American robber (1916–2008)

Nicholas George Montos (November 8, 1916 – November 30, 2008) was an American criminal, associate of the Chicago Outfit and a fugitive. Montos was the first person to be placed twice on the FBI Ten Most Wanted Fugitives list. At his death in 2008 aged 92, Montos was the oldest inmate in the state of Massachusetts.

== Life as a criminal ==
Montos first became involved in crime at the age of 14 and dropped out of a Lakeland, Florida high school in the 11th grade in 1933. He was arrested in Tampa in August 1934 for breaking and entering, but released. In November 1934, he was arrested in Raleigh, North Carolina for auto theft and served 18 months, first in Ohio and then at a prison camp in Petersburg, Virginia. In July 1936, he was arrested for possessing burglary tools but escaped from the Miami county jail before being recaptured and serving time in Raiford. He was picked up yet again in 1938 for burglaries in Alabama and Georgia, and escaped twice in Alabama in 1942 and 1944.

Work request 1
Swap "inmate" for "prisoner" in the Montos biography, starting with "American robber (1916–2008)" and going on through "state of Massachusetts.".
Work request 2
Answer these questions from the Montos biography:
(a) How old was Montos when he died?
(b) In which grade did he drop out of high school?
(c) For what offense was he arrested in Raleigh, North Carolina?
The rows that come after the Montos biography are separate material and have no connection to it.

Provided records
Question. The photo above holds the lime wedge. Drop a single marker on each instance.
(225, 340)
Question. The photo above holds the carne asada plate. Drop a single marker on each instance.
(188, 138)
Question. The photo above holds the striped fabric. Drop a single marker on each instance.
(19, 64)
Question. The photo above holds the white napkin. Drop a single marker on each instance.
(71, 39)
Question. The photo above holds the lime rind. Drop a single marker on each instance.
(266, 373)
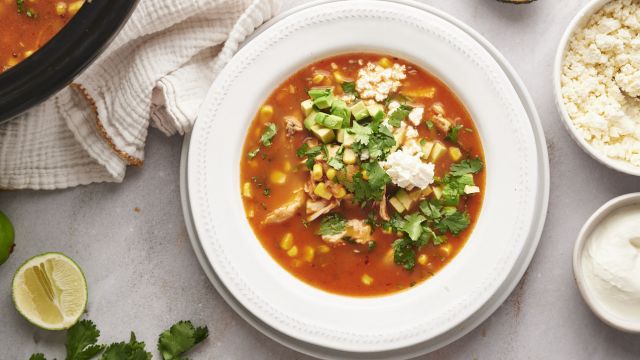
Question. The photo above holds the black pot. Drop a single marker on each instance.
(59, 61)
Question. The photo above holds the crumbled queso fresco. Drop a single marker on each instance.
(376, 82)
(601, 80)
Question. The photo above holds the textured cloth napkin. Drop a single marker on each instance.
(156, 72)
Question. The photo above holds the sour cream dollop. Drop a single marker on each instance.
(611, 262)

--

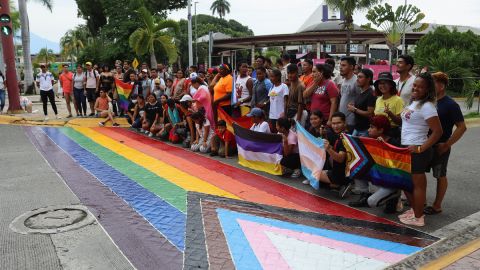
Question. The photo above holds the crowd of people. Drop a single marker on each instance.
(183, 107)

Task response 1
American robber (1916–2008)

Nicholas George Montos (November 8, 1916 – November 30, 2008) was an American criminal, associate of the Chicago Outfit and a fugitive. Montos was the first person to be placed twice on the FBI Ten Most Wanted Fugitives list. At his death in 2008 aged 92, Montos was the oldest prisoner in the state of Massachusetts.

Task response 2
(a) 92
(b) The 11th grade
(c) Auto theft